= ASSIGNMENT =
In the records below, find the line containing "Target: small potted plant on shelf" and the line containing "Annotation guideline: every instance of the yellow throw"; please repeat exactly the lines from one to the other, both included, and nothing more.

= INPUT DATA =

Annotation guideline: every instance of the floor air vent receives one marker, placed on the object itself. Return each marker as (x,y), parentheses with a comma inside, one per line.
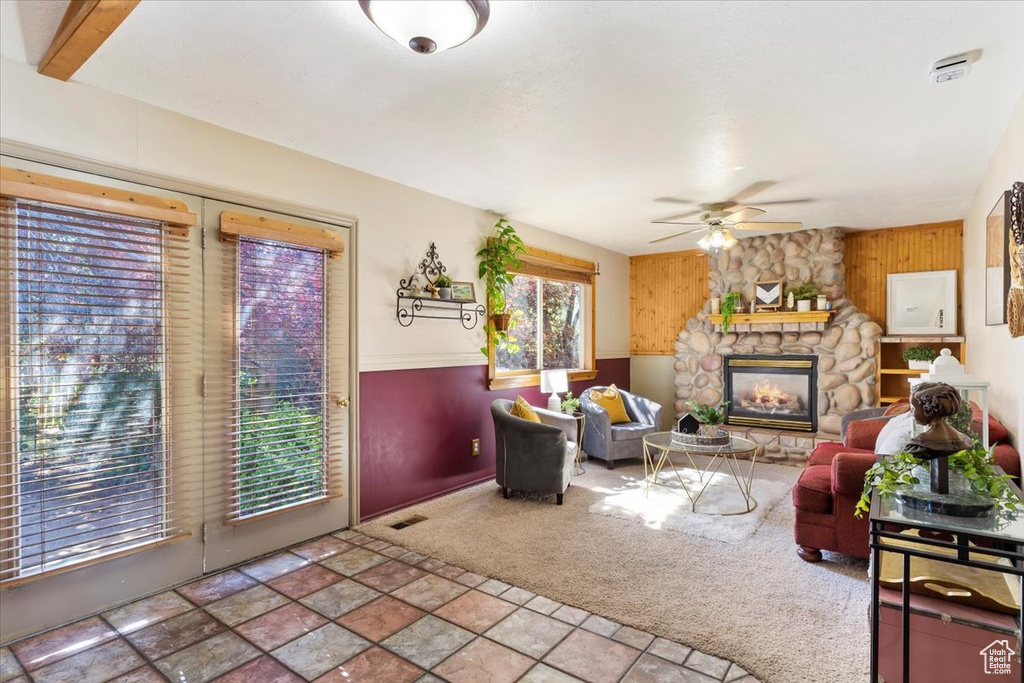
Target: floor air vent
(415,519)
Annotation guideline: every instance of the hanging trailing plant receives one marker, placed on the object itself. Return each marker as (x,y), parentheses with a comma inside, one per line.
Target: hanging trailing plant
(500,253)
(977,465)
(729,302)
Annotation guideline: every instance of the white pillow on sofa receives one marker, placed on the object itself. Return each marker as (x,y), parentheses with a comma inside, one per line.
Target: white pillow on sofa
(894,435)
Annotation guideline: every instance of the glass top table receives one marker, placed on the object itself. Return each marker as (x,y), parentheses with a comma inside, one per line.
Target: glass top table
(657,447)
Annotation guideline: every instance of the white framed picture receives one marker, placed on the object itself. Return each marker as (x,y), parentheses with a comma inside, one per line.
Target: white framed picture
(922,303)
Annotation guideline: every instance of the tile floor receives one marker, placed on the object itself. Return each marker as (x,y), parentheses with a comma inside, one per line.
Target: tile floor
(349,608)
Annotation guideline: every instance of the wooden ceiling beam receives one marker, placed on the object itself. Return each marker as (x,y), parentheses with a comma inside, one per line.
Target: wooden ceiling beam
(85,26)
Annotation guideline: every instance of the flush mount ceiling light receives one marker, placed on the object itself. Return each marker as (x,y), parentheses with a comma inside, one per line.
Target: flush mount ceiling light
(428,26)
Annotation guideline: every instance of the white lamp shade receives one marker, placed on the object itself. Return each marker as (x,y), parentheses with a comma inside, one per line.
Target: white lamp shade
(446,23)
(554,381)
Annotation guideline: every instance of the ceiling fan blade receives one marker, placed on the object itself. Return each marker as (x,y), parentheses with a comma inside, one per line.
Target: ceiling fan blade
(674,200)
(677,235)
(750,191)
(686,214)
(762,225)
(744,213)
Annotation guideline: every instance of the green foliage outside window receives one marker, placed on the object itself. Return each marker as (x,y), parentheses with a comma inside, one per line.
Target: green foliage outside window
(281,454)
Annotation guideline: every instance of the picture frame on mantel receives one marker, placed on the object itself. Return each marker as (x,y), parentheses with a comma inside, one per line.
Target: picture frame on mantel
(768,294)
(997,261)
(922,303)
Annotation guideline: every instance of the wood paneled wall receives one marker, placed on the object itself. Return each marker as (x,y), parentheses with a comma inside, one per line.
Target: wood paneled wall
(870,255)
(665,290)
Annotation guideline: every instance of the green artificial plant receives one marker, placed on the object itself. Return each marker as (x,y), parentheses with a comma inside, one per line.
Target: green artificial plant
(709,415)
(501,253)
(976,464)
(919,353)
(802,292)
(729,303)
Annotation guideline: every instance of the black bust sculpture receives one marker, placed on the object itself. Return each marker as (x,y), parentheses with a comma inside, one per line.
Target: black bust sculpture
(933,402)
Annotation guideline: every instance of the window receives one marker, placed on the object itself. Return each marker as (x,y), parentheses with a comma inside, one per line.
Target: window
(547,324)
(283,451)
(88,468)
(551,301)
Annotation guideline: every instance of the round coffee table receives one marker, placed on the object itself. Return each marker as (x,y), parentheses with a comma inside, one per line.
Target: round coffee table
(658,445)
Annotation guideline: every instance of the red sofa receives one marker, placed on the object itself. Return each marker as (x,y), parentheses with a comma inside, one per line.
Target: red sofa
(830,484)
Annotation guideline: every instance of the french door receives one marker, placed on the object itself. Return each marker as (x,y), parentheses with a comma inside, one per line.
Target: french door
(173,397)
(276,377)
(100,467)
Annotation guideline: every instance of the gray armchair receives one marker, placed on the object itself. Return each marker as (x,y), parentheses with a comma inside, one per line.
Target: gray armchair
(609,442)
(534,457)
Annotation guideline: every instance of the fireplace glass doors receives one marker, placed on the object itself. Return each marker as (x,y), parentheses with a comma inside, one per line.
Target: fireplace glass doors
(775,391)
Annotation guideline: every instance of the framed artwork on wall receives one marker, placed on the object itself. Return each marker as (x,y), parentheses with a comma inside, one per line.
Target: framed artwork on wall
(922,303)
(768,294)
(997,261)
(463,292)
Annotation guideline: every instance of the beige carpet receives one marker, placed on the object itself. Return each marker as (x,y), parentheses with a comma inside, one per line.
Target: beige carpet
(719,513)
(755,602)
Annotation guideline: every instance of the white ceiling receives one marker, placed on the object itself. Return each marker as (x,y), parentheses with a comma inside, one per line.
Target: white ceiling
(578,116)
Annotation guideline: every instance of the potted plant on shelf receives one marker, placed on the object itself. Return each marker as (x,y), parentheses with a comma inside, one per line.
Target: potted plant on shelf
(443,284)
(804,294)
(729,303)
(570,404)
(501,253)
(918,357)
(710,417)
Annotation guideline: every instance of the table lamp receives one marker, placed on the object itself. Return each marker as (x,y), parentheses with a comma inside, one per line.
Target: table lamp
(554,381)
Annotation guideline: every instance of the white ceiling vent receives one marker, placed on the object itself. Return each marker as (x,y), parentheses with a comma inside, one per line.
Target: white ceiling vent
(951,69)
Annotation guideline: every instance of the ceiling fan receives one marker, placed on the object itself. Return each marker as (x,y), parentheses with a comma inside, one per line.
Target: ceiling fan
(719,218)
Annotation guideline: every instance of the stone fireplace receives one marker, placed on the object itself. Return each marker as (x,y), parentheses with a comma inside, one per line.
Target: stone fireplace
(843,348)
(771,391)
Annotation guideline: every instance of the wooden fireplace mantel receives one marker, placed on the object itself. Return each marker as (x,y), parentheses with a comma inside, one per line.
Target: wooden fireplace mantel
(767,317)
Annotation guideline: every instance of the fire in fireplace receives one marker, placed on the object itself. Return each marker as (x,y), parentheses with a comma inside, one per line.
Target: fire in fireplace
(777,391)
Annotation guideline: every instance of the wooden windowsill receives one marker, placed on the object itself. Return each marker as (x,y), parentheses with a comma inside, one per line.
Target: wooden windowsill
(534,379)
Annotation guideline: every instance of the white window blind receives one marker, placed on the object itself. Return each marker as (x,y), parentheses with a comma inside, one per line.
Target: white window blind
(286,452)
(95,333)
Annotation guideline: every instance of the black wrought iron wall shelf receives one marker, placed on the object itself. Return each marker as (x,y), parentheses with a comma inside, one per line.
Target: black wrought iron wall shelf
(415,300)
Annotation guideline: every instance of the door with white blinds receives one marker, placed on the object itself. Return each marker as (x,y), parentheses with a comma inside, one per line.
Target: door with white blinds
(99,392)
(276,361)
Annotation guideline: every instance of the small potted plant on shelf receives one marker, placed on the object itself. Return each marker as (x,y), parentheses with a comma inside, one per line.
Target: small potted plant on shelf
(803,295)
(501,253)
(729,303)
(570,404)
(918,357)
(710,417)
(443,284)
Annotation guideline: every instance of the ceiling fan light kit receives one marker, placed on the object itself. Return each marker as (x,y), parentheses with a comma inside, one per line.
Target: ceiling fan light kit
(428,26)
(719,218)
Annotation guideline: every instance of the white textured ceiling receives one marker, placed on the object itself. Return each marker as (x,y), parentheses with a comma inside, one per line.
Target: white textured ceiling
(578,116)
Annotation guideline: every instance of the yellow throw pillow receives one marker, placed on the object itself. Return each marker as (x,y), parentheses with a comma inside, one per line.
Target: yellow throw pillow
(521,409)
(611,401)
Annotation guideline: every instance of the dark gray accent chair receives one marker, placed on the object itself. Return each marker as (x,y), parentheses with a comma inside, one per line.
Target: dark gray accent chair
(532,457)
(609,442)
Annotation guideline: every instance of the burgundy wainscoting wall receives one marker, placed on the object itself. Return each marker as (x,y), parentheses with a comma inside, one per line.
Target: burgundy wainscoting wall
(416,428)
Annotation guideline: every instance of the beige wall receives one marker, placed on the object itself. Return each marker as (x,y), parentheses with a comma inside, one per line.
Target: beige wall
(653,377)
(991,353)
(396,223)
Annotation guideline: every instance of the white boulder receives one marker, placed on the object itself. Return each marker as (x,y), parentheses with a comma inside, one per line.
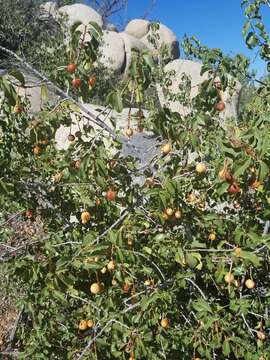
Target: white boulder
(130,43)
(166,37)
(49,7)
(113,51)
(138,28)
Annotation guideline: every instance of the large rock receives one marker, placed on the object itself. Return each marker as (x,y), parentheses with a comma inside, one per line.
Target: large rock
(166,37)
(192,69)
(138,28)
(49,7)
(113,51)
(82,13)
(131,42)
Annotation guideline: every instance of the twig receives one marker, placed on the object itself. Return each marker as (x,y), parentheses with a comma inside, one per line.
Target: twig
(99,334)
(14,329)
(248,327)
(11,218)
(266,228)
(197,287)
(95,119)
(150,261)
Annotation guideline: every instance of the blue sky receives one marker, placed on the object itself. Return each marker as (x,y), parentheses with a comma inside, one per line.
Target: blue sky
(216,23)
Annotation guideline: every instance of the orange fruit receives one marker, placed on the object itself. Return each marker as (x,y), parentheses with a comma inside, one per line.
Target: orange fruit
(71,68)
(111,265)
(201,168)
(164,323)
(220,106)
(85,217)
(37,150)
(129,132)
(110,195)
(76,83)
(178,214)
(261,335)
(229,278)
(83,325)
(166,148)
(96,288)
(212,237)
(90,323)
(250,284)
(92,81)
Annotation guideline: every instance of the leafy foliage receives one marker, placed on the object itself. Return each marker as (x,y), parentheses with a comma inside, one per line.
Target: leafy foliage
(174,266)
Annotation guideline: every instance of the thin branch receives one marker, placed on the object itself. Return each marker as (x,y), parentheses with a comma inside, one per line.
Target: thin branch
(266,228)
(197,287)
(11,218)
(95,119)
(13,332)
(150,261)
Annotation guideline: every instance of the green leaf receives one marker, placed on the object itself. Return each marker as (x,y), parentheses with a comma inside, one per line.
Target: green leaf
(115,100)
(202,305)
(263,171)
(18,75)
(75,26)
(242,167)
(149,61)
(44,92)
(251,257)
(226,347)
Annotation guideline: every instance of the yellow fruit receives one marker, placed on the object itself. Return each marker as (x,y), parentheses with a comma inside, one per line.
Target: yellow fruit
(96,288)
(126,288)
(17,109)
(201,168)
(29,214)
(229,278)
(191,198)
(238,251)
(166,148)
(130,241)
(261,335)
(150,181)
(212,237)
(37,150)
(129,132)
(250,284)
(90,323)
(165,216)
(83,325)
(169,211)
(164,323)
(111,265)
(85,217)
(178,214)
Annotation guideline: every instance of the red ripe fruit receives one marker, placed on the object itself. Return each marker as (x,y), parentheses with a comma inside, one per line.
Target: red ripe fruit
(92,81)
(220,106)
(229,178)
(234,188)
(110,195)
(71,68)
(76,83)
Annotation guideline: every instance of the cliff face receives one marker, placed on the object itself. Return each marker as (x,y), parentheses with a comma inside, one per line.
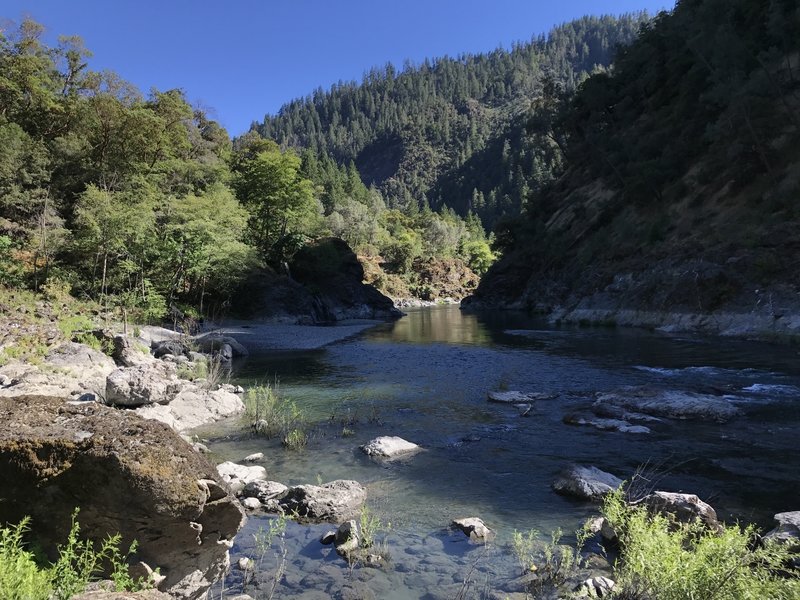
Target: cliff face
(679,205)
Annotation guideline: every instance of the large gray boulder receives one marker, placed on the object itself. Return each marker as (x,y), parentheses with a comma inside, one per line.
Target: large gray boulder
(336,501)
(389,446)
(673,404)
(128,475)
(238,476)
(474,528)
(194,406)
(588,483)
(788,529)
(511,397)
(263,490)
(155,383)
(685,508)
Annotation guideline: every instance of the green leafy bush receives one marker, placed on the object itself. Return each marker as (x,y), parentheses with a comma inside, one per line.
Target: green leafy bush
(270,415)
(78,563)
(667,560)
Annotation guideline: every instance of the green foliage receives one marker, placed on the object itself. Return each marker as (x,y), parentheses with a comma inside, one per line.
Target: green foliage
(370,526)
(669,560)
(20,577)
(270,415)
(449,131)
(78,563)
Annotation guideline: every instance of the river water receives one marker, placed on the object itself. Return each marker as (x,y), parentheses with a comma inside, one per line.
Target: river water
(425,378)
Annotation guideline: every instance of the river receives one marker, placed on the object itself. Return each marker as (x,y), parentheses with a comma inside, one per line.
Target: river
(425,378)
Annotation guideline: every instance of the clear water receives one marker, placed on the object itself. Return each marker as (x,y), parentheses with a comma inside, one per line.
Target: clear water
(425,378)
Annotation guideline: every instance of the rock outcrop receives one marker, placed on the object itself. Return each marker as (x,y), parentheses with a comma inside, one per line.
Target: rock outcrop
(686,508)
(474,528)
(238,476)
(389,446)
(336,501)
(193,406)
(127,475)
(588,483)
(673,404)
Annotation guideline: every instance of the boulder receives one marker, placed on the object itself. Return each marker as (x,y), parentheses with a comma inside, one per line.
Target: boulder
(389,447)
(263,490)
(127,475)
(252,503)
(686,508)
(588,483)
(130,387)
(238,476)
(347,538)
(518,397)
(605,424)
(194,406)
(474,528)
(596,587)
(216,342)
(673,404)
(336,501)
(68,371)
(170,347)
(788,529)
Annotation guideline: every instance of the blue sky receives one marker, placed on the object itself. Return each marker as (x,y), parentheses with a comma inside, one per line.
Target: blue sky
(242,59)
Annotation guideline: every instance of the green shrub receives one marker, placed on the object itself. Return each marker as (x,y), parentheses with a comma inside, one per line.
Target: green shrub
(78,563)
(20,577)
(668,560)
(270,415)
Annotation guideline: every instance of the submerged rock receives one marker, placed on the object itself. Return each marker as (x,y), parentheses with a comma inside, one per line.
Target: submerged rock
(263,490)
(238,476)
(605,424)
(519,397)
(130,476)
(673,404)
(389,447)
(474,528)
(589,483)
(335,501)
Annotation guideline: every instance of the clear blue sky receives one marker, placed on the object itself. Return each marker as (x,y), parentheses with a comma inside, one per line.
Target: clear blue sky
(242,59)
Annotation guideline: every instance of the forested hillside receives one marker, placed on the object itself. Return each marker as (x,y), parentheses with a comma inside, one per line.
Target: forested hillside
(451,132)
(681,189)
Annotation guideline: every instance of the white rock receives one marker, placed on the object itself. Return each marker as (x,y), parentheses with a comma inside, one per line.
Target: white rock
(589,483)
(475,528)
(686,508)
(389,447)
(263,490)
(788,529)
(251,503)
(238,476)
(518,397)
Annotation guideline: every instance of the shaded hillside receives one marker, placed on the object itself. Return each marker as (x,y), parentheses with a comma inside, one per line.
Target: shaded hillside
(450,130)
(681,192)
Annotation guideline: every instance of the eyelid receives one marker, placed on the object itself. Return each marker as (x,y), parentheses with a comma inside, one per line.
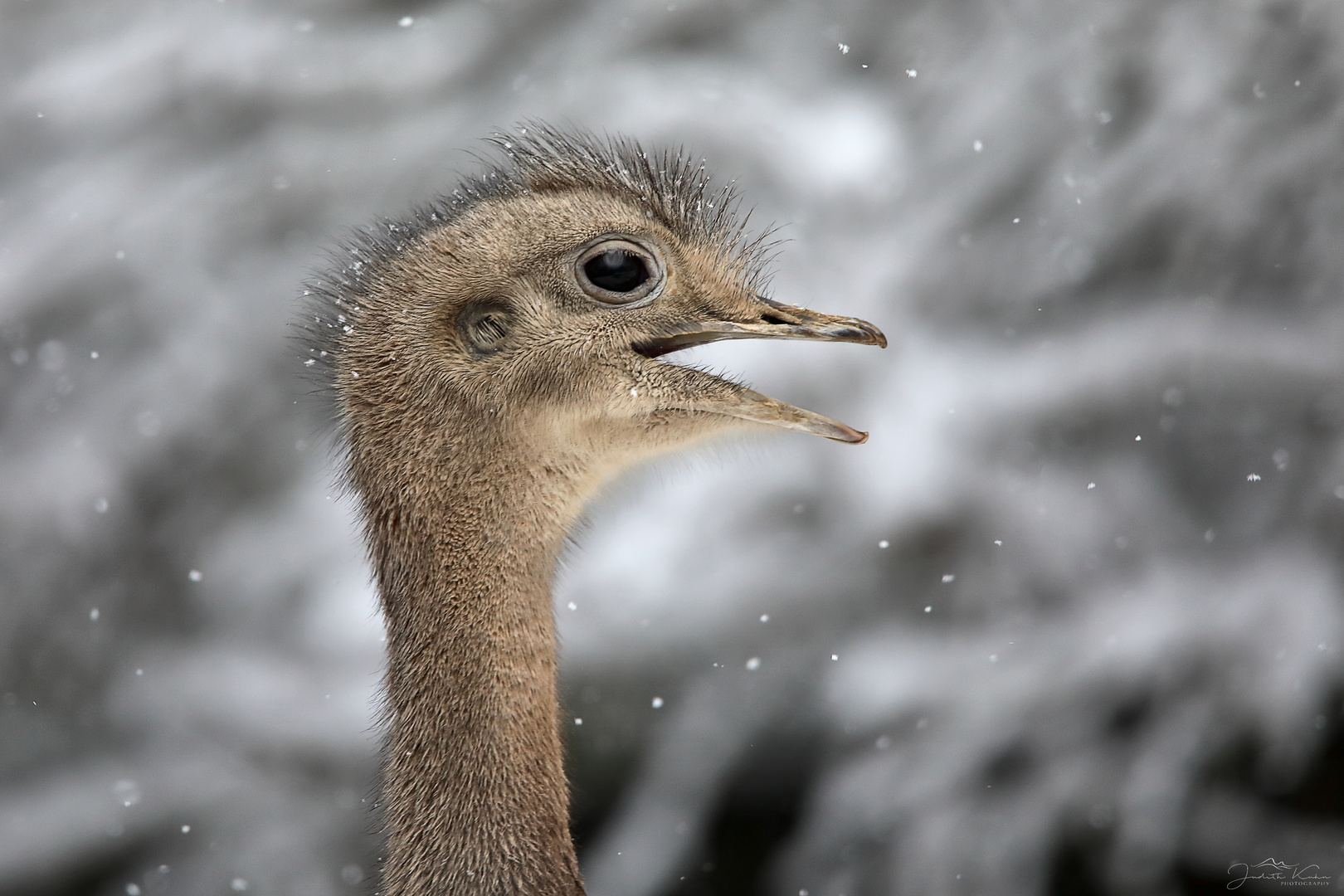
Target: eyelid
(637,297)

= ANSWER TO THIS PROBLEM =
Target: small potted plant on shelf
(803,295)
(501,253)
(729,303)
(570,404)
(918,357)
(710,417)
(443,284)
Annotation guideline: every instance of the ceiling fan light kit receives one marker, placed on the object itself. Return each marker as (x,y), parentheses with a comma inside, one per line.
Target: ceiling fan light kit
(428,26)
(719,218)
Annotation guideline: every instance of the white textured ceiling receives one marker, placed on the object itself. Return each marker as (x,y), parentheses with a comma inside, one per line.
Target: white textured ceiling
(578,116)
Annotation guideline: every instance of the yellow throw pillow receives one marker, placed on the object itself. Return each marker as (x,y), parentheses with a comma inside, one per line.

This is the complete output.